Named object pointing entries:
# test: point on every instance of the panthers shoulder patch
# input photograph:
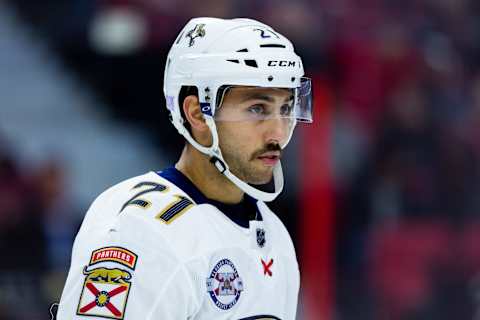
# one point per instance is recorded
(105, 290)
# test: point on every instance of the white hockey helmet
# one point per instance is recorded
(210, 53)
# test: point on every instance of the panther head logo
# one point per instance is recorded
(197, 32)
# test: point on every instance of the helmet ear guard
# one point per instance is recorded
(210, 53)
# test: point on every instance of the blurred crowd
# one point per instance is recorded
(405, 77)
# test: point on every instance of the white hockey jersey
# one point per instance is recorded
(152, 247)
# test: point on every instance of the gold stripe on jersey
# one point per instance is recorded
(142, 203)
(175, 209)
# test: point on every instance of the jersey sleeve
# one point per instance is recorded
(126, 271)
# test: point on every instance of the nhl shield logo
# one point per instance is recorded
(224, 285)
(261, 237)
(197, 32)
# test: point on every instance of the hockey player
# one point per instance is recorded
(196, 241)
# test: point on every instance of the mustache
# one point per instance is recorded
(267, 148)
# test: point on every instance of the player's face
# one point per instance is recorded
(253, 125)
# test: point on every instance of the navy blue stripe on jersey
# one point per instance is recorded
(241, 213)
(178, 207)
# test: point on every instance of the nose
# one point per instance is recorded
(277, 129)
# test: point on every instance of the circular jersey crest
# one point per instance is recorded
(224, 285)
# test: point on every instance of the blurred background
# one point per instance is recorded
(382, 195)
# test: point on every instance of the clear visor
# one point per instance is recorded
(241, 103)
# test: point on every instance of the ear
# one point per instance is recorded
(194, 116)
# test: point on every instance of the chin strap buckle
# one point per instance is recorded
(219, 164)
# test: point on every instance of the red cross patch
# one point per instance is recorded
(266, 267)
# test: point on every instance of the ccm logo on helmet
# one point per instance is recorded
(281, 63)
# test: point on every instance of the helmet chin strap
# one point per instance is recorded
(217, 160)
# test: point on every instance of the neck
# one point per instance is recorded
(214, 185)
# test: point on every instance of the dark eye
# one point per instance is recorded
(286, 110)
(257, 109)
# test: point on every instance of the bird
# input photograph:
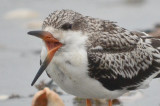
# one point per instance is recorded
(47, 97)
(95, 58)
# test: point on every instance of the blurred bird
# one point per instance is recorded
(96, 58)
(46, 97)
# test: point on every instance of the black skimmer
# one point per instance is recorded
(93, 58)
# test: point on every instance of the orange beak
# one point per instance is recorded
(52, 45)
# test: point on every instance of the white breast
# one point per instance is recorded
(69, 68)
(69, 71)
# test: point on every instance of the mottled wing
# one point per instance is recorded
(120, 59)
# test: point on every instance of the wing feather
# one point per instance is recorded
(122, 59)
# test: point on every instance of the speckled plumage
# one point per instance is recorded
(119, 59)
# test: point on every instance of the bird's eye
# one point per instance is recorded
(66, 26)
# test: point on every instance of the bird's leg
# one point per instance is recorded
(110, 102)
(88, 102)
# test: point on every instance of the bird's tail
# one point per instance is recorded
(154, 41)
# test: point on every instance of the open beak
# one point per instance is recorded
(52, 45)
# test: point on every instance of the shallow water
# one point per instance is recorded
(19, 52)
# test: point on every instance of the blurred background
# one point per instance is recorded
(20, 53)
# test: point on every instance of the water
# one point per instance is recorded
(19, 52)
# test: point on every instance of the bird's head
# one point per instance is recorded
(60, 31)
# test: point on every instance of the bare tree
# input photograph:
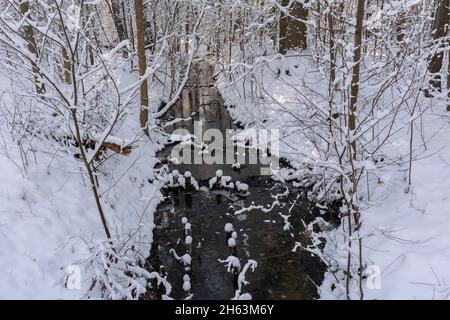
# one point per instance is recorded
(140, 35)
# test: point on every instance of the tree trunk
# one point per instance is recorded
(140, 35)
(119, 21)
(28, 34)
(440, 29)
(293, 31)
(354, 91)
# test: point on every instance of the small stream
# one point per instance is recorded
(261, 236)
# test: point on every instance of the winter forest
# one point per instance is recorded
(224, 149)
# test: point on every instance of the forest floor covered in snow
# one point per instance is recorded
(405, 229)
(49, 222)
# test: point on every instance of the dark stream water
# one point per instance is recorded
(281, 273)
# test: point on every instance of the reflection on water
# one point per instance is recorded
(281, 274)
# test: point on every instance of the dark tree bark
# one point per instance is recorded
(140, 36)
(119, 19)
(440, 30)
(29, 36)
(293, 30)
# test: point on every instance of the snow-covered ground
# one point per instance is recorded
(48, 216)
(405, 230)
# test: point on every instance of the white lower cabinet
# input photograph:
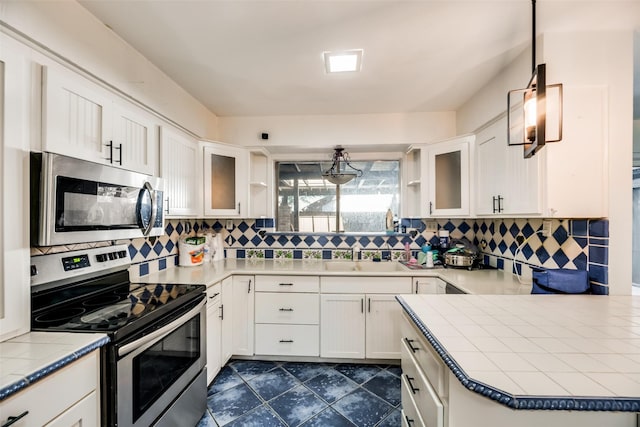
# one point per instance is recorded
(242, 315)
(214, 331)
(357, 323)
(66, 398)
(226, 320)
(287, 315)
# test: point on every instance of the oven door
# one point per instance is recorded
(153, 370)
(80, 201)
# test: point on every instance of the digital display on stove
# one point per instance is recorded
(75, 262)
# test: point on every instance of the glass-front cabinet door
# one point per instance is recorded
(449, 172)
(225, 180)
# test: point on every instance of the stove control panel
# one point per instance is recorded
(77, 261)
(64, 266)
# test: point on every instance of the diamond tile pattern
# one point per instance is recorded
(257, 393)
(573, 244)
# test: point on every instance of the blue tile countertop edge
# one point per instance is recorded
(23, 383)
(521, 402)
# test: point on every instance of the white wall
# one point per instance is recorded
(68, 29)
(581, 59)
(329, 130)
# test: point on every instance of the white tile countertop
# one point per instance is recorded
(27, 358)
(475, 282)
(579, 352)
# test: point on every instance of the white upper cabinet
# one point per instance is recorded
(82, 119)
(260, 184)
(225, 180)
(15, 124)
(449, 172)
(180, 166)
(506, 183)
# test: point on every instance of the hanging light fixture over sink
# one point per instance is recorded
(534, 114)
(338, 173)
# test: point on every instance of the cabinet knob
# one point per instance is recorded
(13, 420)
(414, 390)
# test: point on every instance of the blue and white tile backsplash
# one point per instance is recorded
(573, 244)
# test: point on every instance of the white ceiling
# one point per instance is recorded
(264, 57)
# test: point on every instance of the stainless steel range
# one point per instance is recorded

TASK REQUIREMENTS: Give the material again exactly as it is, but keep the pictures out.

RESULT OF THIS EXERCISE:
# test: point on every instance of the panthers shoulder patch
# input photograph:
# one point per instance is recorded
(105, 290)
# test: point on every instance of the white hockey helmet
# one point per instance is recorded
(210, 53)
# test: point on every instance of the panther head logo
# one point per instance is recorded
(197, 32)
# test: point on every instance of the helmet ear guard
# one point per instance is recorded
(210, 53)
# test: point on every instance of the blurred crowd
# one point per instance is recorded
(405, 77)
# test: point on every instance of the white hockey jersey
# one point per instance is recorded
(152, 247)
# test: point on every instance of the gold stripe on jersey
# one point per instance is recorded
(142, 203)
(175, 209)
# test: point on every instance of the jersey sleeve
# one point per instance is recorded
(126, 271)
# test: point on every instance of the nhl shield logo
# one point per instance is recorded
(224, 285)
(261, 237)
(197, 32)
# test: point on every instance of the hockey player
# one point per instance is recorded
(196, 241)
# test: point on every instance of the mustache
# one point per instance is recorded
(267, 148)
# test: point on every instance of the player's face
# one point per instance is recorded
(253, 125)
# test: point on every instance of the navy blue stripe on jersey
# one point per instance is recorded
(241, 213)
(178, 207)
# test: point on every instance of the nose
# one point per instance is recorded
(277, 129)
# test: point on every instance of the circular jersey crest
# one point per instance is recorded
(224, 285)
# test: point on every instance of the blurred background
# one point per instance is recorded
(382, 195)
# test: point on every instance of the clear visor
# one point per instance is recorded
(241, 103)
# test: point on every instance of the ear
# one point per instance is recorded
(194, 116)
# test: point on every instance of the chin strap buckle
# one point per instance is recorded
(219, 164)
# test: point on every instance of the red cross patch
# one point per instance is recorded
(266, 267)
# test: point on every instance of the ccm logo on helmet
# one point per instance is recorded
(281, 63)
# test: point on every instance of the helmet chin strap
# one point per instance is recorded
(217, 160)
# test: point on every instance of the neck
# one point per instance is recorded
(214, 185)
# test: point on every instance of the dark eye
# one point per instance is recorded
(286, 110)
(257, 109)
# test: point on every instance of the bird
# input photograph:
# one point per instance is recorded
(47, 97)
(95, 58)
# test: point on every instance of the blurred bird
# one point per instance is recorded
(96, 58)
(46, 97)
# test: point on every instance of the black skimmer
# one point per instance is recorded
(93, 58)
# test: point on every instance of the orange beak
# one point per instance is recorded
(52, 45)
# test: point on every instance of the white breast
# one point per instance is recorded
(69, 68)
(69, 71)
# test: point on every instance of the mottled wing
# one point per instance is recorded
(120, 59)
# test: point on every instance of the wing feather
# one point per instance is recorded
(122, 59)
# test: point on every instance of the speckled plumage
# one point per instance is recorded
(119, 59)
# test: point on every instance of the bird's eye
# one point per instance is recorded
(66, 26)
# test: point on every instance of the bird's leg
# one point per instance is recorded
(110, 102)
(88, 102)
# test: point on every instance of the bird's tail
# one point per instance is recorded
(154, 41)
# test: point on every instance of the open beak
# one point per instance is recorded
(52, 45)
# test: point on every instance of the shallow water
# one point per instance is recorded
(19, 52)
# test: point on every instance of the blurred background
# one point per instance is recorded
(20, 53)
# test: point on every instance of the water
# one point per instance is recorded
(19, 52)
# test: point on every instance of the bird's head
# one point per instance is recorded
(60, 31)
# test: point on every instance of the bare tree
# input photograph:
# one point per instance is recorded
(140, 35)
# test: point on every instance of the tree trunk
# one point per instance is recorded
(140, 35)
(119, 21)
(28, 34)
(440, 29)
(293, 31)
(354, 91)
# test: point on every instance of the small stream
# one point per instance is recorded
(261, 236)
# test: point on every instance of the winter forest
# one point per instance is recorded
(224, 149)
# test: point on every instance of the forest floor covered in snow
# one point per instance is recorded
(405, 229)
(49, 222)
# test: point on every instance of the dark stream water
# one point per instance is recorded
(281, 273)
# test: point on every instance of the reflection on water
# one point per instance is recorded
(281, 274)
# test: point on every instance of the dark tree bark
# one point per instance is recorded
(140, 36)
(119, 19)
(440, 30)
(29, 36)
(293, 30)
# test: point on every instance of the snow-covered ground
# one point per instance is recorded
(48, 216)
(405, 230)
# test: point on every instance of the white lower cabinet
# input photograph:
# one point per instance is recorded
(242, 315)
(214, 331)
(357, 323)
(66, 398)
(226, 320)
(287, 315)
# test: point on every instance of the oven door
# one point per instance is recorded
(153, 370)
(80, 201)
# test: point on every instance of the digital display on stove
# one point per instance is recorded
(75, 262)
# test: point on every instance of the glass-front cabinet door
# one point per instance is recorded
(449, 172)
(225, 180)
# test: point on every instance of the stove control panel
# one point per instance is recorded
(77, 261)
(64, 266)
# test: point on every instance of the diamond tile pattern
# one point per instance is recorded
(257, 393)
(573, 244)
# test: point on every instance of the blue tile countertop edge
# one point per instance is recorded
(23, 383)
(521, 402)
# test: point on every instance of the white wall
# one point per instance is recorded
(68, 29)
(581, 59)
(329, 130)
# test: point on every instance of the white tile countertop
# one point per instance is recorded
(27, 358)
(475, 282)
(579, 352)
# test: point on every instance of the white upper cabinet
# one point per instance is recorded
(82, 119)
(260, 184)
(225, 180)
(15, 124)
(449, 172)
(180, 166)
(506, 183)
# test: point on every instance of the hanging light fixture over sink
# one point per instance is recorded
(534, 114)
(338, 173)
# test: point on every instance of the cabinet knob
# one point per instance is recorded
(13, 420)
(414, 390)
# test: point on every instance of the blue and white tile backsplash
# one point per instance is recorded
(573, 244)
# test: point on every instance of the white ceiling
# one point per instance is recorded
(264, 57)
# test: point on every instance of the stainless steel range
# one point per instance is recorded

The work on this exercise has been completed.